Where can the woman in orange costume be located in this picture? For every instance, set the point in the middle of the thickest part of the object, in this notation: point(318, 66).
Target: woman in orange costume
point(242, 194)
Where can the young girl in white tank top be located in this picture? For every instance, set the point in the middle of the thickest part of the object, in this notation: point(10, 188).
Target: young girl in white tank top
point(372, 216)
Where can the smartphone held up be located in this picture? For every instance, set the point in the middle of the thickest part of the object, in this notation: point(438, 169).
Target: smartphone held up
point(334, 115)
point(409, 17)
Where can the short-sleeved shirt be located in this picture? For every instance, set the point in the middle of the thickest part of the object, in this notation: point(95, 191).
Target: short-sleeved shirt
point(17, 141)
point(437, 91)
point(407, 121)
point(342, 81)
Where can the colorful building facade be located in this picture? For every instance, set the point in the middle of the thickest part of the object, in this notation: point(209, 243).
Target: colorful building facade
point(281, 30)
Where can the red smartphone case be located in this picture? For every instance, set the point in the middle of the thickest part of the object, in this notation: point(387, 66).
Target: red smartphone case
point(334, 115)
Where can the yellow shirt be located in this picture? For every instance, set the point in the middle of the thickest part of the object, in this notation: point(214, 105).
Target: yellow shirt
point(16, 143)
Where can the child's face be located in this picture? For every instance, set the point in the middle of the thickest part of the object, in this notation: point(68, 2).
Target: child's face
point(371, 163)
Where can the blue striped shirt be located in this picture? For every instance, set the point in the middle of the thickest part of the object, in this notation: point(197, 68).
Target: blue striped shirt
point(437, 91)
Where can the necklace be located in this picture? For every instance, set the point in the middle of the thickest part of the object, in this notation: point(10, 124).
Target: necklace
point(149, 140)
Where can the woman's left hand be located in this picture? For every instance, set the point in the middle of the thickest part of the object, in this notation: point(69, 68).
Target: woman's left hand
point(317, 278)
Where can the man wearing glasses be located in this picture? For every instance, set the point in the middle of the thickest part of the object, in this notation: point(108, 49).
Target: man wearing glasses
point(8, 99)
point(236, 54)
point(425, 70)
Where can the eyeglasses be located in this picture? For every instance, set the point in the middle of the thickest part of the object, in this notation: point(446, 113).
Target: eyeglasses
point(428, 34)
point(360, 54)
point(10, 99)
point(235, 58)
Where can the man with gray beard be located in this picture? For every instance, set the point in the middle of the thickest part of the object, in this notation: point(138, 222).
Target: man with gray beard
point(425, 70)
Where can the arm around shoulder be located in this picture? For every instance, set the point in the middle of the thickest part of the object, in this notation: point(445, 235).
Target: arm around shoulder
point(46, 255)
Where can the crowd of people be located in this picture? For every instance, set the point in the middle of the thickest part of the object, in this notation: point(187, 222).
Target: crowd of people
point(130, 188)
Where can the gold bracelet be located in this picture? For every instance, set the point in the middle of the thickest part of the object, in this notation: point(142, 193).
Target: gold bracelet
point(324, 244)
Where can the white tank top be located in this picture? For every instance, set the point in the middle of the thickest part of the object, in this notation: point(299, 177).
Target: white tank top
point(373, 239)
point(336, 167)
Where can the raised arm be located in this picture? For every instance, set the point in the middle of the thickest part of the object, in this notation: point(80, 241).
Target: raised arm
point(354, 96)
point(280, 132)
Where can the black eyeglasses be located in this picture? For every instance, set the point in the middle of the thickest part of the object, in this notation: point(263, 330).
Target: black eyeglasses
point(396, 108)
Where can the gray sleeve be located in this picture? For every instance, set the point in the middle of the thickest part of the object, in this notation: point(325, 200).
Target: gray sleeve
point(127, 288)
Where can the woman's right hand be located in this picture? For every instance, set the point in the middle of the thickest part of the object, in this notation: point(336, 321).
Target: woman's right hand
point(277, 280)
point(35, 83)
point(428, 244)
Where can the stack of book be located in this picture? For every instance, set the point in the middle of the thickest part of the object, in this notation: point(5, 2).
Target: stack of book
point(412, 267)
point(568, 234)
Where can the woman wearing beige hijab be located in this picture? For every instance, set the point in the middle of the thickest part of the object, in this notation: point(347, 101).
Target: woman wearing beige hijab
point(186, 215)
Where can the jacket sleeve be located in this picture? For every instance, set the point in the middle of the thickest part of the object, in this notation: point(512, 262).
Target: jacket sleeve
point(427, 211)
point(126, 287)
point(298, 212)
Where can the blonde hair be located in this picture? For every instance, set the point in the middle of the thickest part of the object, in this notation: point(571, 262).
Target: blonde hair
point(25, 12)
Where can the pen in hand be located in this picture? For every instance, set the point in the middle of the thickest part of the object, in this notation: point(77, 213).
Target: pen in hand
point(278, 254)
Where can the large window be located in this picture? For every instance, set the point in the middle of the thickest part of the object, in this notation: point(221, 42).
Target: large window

******

**Task instructions:**
All the lines above should come back exactly as written.

**Solved exercise:**
Where can the woman in orange costume be located in this picture? For every instance, set the point in the middle of the thickest part of the object, in this notation: point(318, 66).
Target: woman in orange costume
point(242, 194)
Where can the young girl in white tank top be located in this picture? For every instance, set the point in the middle of the thickest part of the object, in this notation: point(10, 188).
Target: young girl in white tank top
point(372, 216)
Where can the smartphone held up be located in this picture? For every instance, set the point in the middle of the thickest part of the object, in this notation: point(438, 169).
Target: smartphone held up
point(334, 115)
point(409, 17)
Where can the short-sleeved shirt be located in this picture? For every instance, set the point in the middle of the thickest part of the object, in this notation: point(95, 191).
Target: short-sleeved shirt
point(17, 141)
point(437, 91)
point(407, 121)
point(342, 81)
Where can the colorful building facade be located in this picture? For every instance, set the point in the middle of the thickest part of the object, in this notation: point(209, 243).
Target: colorful building facade
point(281, 30)
Where can the red smartphone case be located in this picture? For every instance, set the point in the middle of the thickest part of the object, in this notation: point(387, 66).
Target: red smartphone case
point(334, 115)
Where can the yellow shirt be located in this picture? For every instance, set the point in the middle of the thickest part of the object, in this notation: point(214, 105).
Target: yellow shirt
point(16, 143)
Where can the child's face be located in this picture? For every instance, set the point in the middle of the thickest part of the object, in this notation: point(68, 2).
Target: child's face
point(371, 163)
Where can the blue striped shirt be located in this picture? For every instance, set the point in the middle of the thickest part of the object, in this notation: point(197, 68).
Target: blue striped shirt
point(437, 91)
Where can the necklace be located in this picture? For every instance, set the point in the middle of the thickest part of the object, in this notation: point(10, 124).
Target: necklace
point(149, 140)
Where can the woman's left hand be located in this picture? For every instance, set the point in the middle of the thickest part of the object, in this notation: point(69, 68).
Target: woman's left hand
point(317, 278)
Where can the man wearing glasses be located in this picture? For every instance, set the point in the middle of the thickest part of the object, in this notation: point(108, 49).
Target: man wearing glasses
point(8, 99)
point(236, 54)
point(425, 70)
Where can the eyeglasses be located in this picture? For every instance, set the point in the middle of the thickest part of the object, in this notation: point(446, 113).
Target: eyeglasses
point(428, 34)
point(360, 54)
point(10, 99)
point(235, 58)
Where can the man with gray beard be located in this picture? For every instance, set the point in the middle of the thickest part of the object, in this notation: point(138, 222).
Target: man with gray beard
point(425, 70)
Where can the arm around shoulder be located in this picture? For every instance, set the point in the middle of the thickest part of the object, in this notation: point(445, 235).
Target: arm around shoulder
point(46, 255)
Where can the crowd of people be located in this picture? For every instance, set the point in the middle of the thickest part of the object, in this notation: point(187, 222).
Target: crowd of people
point(130, 188)
Where can the gold bracelet be located in this picture? For every instance, set the point in the middle of the thickest part of the object, in this notation: point(142, 193).
Target: gold bracelet
point(324, 244)
Where can the white tank top be located in this picture? For every instance, set the point in the middle of the thickest part of the object, in this notation: point(299, 177).
Target: white tank top
point(373, 239)
point(336, 167)
Where can the raised arm be located in this picture? For every instance, set the point in the middle of the thickest part of the object, in this notation: point(80, 241).
Target: raised arm
point(354, 96)
point(280, 132)
Where can the black eyeglasses be located in this picture? For every instance, set the point in the middle of the thickest part of the object, in this notation: point(263, 330).
Target: black eyeglasses
point(396, 108)
Where can the gray sleeve be located in this picture? For every instance, set the point in the middle of the thickest part of the object, in this notation: point(325, 200).
Target: gray sleeve
point(127, 288)
Where can the woman's right hand be located in this picture? For every instance, set the point in the middle of the thickest part of the object, in this notation: point(336, 321).
Target: woman's right hand
point(277, 280)
point(35, 83)
point(428, 244)
Where can the stack of book be located in this picture? For every instance, set the point in the middle of the thickest part of the object, in this notation: point(5, 2).
Target: stack of book
point(412, 267)
point(568, 234)
Where can the woman wearing beige hijab be located in this picture? For every instance, set the point in the middle of the thickest part of the object, in this notation: point(347, 101).
Target: woman wearing beige hijab
point(186, 215)
Where can the jacket sleeve be located in this picture? For every instance, set the point in the middle of the thickest part of the object, in this notation: point(512, 262).
Target: jacket sleeve
point(427, 211)
point(126, 287)
point(298, 212)
Where can the blonde hair be located in this picture? For every instance, set the point in the middle of the thickest part of the object, in this notation: point(571, 262).
Target: blonde hair
point(25, 12)
Where can the pen in hand be located in this picture? For every instance, set the point in the middle of the thickest part of the object, in this notation: point(77, 213).
Target: pen in hand
point(278, 254)
Where can the large window be located in this picture? For every instance, set the point in the middle of the thickest part of the object, in this notation: point(221, 42).
Target: large window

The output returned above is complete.